### Task instructions:
All of the entries are to be restated word for word.

### Information:
....
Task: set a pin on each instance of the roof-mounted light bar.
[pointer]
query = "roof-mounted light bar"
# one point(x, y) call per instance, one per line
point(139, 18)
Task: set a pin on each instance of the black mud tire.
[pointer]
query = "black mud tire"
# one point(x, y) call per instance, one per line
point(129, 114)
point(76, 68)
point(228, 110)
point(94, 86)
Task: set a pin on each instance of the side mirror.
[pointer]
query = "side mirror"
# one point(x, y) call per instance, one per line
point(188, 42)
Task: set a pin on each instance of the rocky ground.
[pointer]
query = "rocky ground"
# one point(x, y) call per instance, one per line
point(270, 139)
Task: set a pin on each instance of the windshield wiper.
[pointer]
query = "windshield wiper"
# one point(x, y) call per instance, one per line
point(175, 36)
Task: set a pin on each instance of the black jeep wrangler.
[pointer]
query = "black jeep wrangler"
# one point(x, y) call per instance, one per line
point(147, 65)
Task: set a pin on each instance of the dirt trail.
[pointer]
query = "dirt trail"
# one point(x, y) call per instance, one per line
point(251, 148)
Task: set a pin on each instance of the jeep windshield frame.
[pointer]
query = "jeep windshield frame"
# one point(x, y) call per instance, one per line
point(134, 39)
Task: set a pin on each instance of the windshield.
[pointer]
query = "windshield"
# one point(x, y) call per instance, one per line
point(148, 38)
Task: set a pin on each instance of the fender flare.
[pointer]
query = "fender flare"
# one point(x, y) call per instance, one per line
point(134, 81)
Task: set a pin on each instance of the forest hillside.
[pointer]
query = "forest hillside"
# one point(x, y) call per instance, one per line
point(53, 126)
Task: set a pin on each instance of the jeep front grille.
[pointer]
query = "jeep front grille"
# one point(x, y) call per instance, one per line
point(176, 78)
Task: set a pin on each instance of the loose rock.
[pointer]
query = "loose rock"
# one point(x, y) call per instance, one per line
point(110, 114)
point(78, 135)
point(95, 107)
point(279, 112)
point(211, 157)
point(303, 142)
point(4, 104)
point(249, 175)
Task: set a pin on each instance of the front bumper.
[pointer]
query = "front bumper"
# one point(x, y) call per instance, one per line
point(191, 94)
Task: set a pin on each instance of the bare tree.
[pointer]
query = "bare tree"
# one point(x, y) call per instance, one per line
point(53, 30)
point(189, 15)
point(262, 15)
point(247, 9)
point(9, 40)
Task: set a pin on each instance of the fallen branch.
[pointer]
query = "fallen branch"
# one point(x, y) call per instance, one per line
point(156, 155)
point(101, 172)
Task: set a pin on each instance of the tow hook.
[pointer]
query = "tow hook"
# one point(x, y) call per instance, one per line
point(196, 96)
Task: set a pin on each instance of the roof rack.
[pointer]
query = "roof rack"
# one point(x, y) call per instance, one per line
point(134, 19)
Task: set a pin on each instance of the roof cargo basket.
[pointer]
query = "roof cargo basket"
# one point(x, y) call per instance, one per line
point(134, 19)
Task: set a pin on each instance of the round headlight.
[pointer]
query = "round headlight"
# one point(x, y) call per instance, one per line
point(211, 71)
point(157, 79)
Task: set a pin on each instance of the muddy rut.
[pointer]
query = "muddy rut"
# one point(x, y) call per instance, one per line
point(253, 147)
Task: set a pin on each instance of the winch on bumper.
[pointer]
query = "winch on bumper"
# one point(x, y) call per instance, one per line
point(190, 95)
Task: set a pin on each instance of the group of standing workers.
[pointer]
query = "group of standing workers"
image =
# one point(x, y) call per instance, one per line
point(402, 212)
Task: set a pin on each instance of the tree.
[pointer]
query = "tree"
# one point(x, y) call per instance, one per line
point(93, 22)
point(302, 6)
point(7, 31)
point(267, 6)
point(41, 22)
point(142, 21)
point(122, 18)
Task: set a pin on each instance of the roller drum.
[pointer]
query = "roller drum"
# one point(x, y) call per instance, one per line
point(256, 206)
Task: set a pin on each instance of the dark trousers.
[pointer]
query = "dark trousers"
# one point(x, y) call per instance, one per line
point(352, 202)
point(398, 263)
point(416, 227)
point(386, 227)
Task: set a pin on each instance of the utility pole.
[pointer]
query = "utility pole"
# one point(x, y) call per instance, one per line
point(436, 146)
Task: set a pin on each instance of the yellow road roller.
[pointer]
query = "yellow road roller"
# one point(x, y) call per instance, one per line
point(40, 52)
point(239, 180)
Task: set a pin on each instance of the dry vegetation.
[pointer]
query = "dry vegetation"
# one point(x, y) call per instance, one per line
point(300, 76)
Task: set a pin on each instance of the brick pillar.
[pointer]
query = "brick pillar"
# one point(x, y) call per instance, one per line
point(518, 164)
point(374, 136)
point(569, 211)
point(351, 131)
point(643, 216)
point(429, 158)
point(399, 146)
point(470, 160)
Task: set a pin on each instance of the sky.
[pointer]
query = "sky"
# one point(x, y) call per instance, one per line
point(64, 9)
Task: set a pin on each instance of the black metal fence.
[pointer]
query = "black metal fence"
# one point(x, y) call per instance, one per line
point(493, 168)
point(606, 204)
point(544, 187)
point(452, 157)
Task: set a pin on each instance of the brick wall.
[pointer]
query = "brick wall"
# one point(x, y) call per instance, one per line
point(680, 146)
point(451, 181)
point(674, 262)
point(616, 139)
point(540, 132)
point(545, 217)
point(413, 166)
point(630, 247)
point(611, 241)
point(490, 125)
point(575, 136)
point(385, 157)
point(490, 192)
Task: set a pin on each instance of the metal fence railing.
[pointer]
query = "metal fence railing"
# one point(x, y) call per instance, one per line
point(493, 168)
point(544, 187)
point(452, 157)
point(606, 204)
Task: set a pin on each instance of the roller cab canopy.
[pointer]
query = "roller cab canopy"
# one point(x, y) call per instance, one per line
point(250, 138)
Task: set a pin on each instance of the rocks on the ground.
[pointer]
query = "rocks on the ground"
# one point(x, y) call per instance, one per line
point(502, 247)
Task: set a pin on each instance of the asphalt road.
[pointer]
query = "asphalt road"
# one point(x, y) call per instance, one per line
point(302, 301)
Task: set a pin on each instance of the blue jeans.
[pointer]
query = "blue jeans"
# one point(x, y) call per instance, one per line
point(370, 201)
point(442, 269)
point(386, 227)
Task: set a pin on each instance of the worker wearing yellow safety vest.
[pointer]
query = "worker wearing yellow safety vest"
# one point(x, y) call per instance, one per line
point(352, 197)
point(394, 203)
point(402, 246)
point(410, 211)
....
### Result:
Task: set a pin on each instance of the roof-mounted light bar.
[pointer]
query = "roof-mounted light bar"
# one point(x, y) call per instance, one per line
point(139, 18)
Task: set a pin on each instance of the black mud tire.
[pointer]
query = "black mud tire"
# one point(x, y) call per instance, one per line
point(129, 114)
point(76, 68)
point(228, 110)
point(94, 86)
Task: set a pin on each instance of the side mirror.
[pointer]
query = "side mirror"
# one point(x, y) call per instance, one per line
point(188, 42)
Task: set a pin on each instance of the rocky ground.
[pointer]
query = "rocky ground"
# one point(x, y) call per instance, one per line
point(270, 139)
Task: set a pin on each instance of the windshield wiper.
[pointer]
query = "windshield wiper"
# one point(x, y) call per instance, one per line
point(175, 36)
Task: set a pin on each instance of the black jeep wrangler.
[pointer]
query = "black jeep wrangler"
# one point(x, y) call per instance, one per line
point(147, 65)
Task: set a pin on each instance of the dirt trail.
[pointer]
query = "dirt trail"
# one point(x, y) call per instance, one per line
point(251, 148)
Task: set a pin on each instance of the jeep windshield frame.
[pointer]
query = "jeep windshield frame"
# one point(x, y) call per instance, one per line
point(134, 39)
Task: set a pin on each instance of the windshield.
[pointer]
query = "windshield"
# one point(x, y) call per instance, one per line
point(148, 38)
Task: set a pin on each instance of the fender flare.
[pointer]
query = "fender flare"
# one point(x, y) call per instance, one per line
point(134, 81)
Task: set a pin on each instance of the forest hillside.
[pointer]
query = "forest hillside"
# one point(x, y) call per instance, one per line
point(53, 126)
Task: set a pin on each instance of the jeep front grille.
[pointer]
query = "jeep front grille"
# one point(x, y) call per instance, one per line
point(176, 78)
Task: set a pin on each instance of the loose rock.
[pointer]
query = "loose rock"
# one point(x, y) call per instance, one per line
point(110, 114)
point(78, 135)
point(95, 107)
point(279, 112)
point(211, 157)
point(303, 142)
point(4, 104)
point(249, 175)
Task: set a pin on each instance of the front bumper.
[pointer]
query = "front bumper"
# one point(x, y) call per instance, one per line
point(191, 94)
Task: set a pin on each instance of the bare tree.
[pointer]
query = "bare tree"
# one point(x, y) call per instance, one per line
point(53, 30)
point(189, 15)
point(262, 15)
point(247, 9)
point(9, 40)
Task: set a pin on each instance of the fallen branch.
[pointer]
query = "fallen branch"
# one point(x, y) call per instance, one per line
point(156, 155)
point(101, 172)
Task: set a pin on each instance of the tow hook.
[pointer]
query = "tow hook"
# one point(x, y) call per instance, one per line
point(196, 96)
Task: set a pin on each instance of the roof rack.
[pointer]
query = "roof rack"
# one point(x, y) call per instance, one per line
point(134, 19)
Task: set a pin on each instance of the roof cargo basket.
[pointer]
query = "roof cargo basket"
# one point(x, y) call per instance, one per line
point(134, 19)
Task: set a pin on each instance of the round headlight.
[pointer]
query = "round headlight"
# one point(x, y) call per instance, one per line
point(211, 71)
point(157, 79)
Task: set a pin on each instance of the muddy rut.
[pointer]
query = "muddy rut"
# one point(x, y) call per instance, one per line
point(253, 147)
Task: set a pin on each instance of the winch on bumper.
[pointer]
query = "winch on bumper"
# one point(x, y) call per instance, one per line
point(190, 95)
Task: set a pin on each instance of the group of standing workers.
[pointer]
query = "group of standing workers"
image =
# one point(x, y) call per instance, one per line
point(402, 212)
Task: set a pin on each instance of the tree.
[pointer]
query = "tree"
# one point(x, y) call per instance, one per line
point(93, 22)
point(302, 6)
point(7, 31)
point(267, 6)
point(41, 22)
point(142, 21)
point(122, 18)
Task: set a pin on each instance of the roller drum.
[pointer]
query = "roller drum"
# one point(x, y) call per instance, one per line
point(256, 206)
Task: set a pin on each instance of the dark trousers.
[pointer]
query = "dark trousers"
# one point(x, y) call per instance, one per line
point(352, 202)
point(398, 263)
point(416, 227)
point(386, 227)
Task: set a pin on each instance of the utility pole.
[pointer]
query = "utility pole"
# one point(x, y) call per instance, one per line
point(436, 146)
Task: set a pin on each instance of the yellow road roller.
[pointer]
query = "yellow road roller"
# one point(x, y) call per instance, one per line
point(40, 52)
point(239, 180)
Task: set a pin on each instance of the dry vegetation.
[pointer]
query = "dry vegetation"
# one point(x, y) call per instance, one per line
point(300, 76)
Task: set a pin on each instance of the brick pillar.
[pointer]
query = "brick pillar"
# one point(x, y) call per instance, one per line
point(518, 164)
point(374, 136)
point(569, 211)
point(351, 131)
point(643, 216)
point(429, 158)
point(399, 146)
point(470, 160)
Task: set a pin on each instance of the sky.
[pointer]
query = "sky"
# one point(x, y) call per instance, one per line
point(64, 9)
Task: set a pin on each instance of the black metal fence.
[pointer]
query = "black metal fence"
# one point(x, y) call per instance, one per line
point(493, 168)
point(606, 204)
point(544, 187)
point(452, 157)
Task: set a pin on each instance of the brick wall.
[pointer]
query = "brick wall"
# one point(x, y) call per instance, one per line
point(680, 146)
point(451, 181)
point(674, 262)
point(616, 139)
point(540, 132)
point(545, 217)
point(413, 166)
point(630, 247)
point(611, 241)
point(490, 125)
point(575, 136)
point(385, 157)
point(490, 192)
Task: set a pin on each instance of the metal fence railing.
[pointer]
query = "metal fence railing"
# one point(x, y) call per instance, one per line
point(493, 168)
point(544, 187)
point(452, 157)
point(606, 204)
Task: set a pin on each instance of the roller cab canopy.
[pointer]
query = "roller cab canopy"
# one point(x, y) call per instance, one per line
point(250, 138)
Task: set a pin on each instance of the rocks on the ground.
[pointer]
query = "rocks on the ground"
# one point(x, y) call per instance, one per line
point(502, 247)
Task: set a pin on each instance of the asphalt road.
[pointer]
query = "asphalt road"
# one point(x, y) call per instance, one per line
point(302, 301)
Task: set a pin on each instance of the blue jeans.
[pointer]
query = "blue jeans"
# one point(x, y) call per instance, one per line
point(370, 201)
point(442, 269)
point(386, 227)
Task: set a pin on each instance of the worker wearing yellow safety vest.
[pointer]
query = "worker wearing yellow safety vest"
# one point(x, y) call per instance, one per line
point(352, 197)
point(394, 203)
point(402, 246)
point(410, 211)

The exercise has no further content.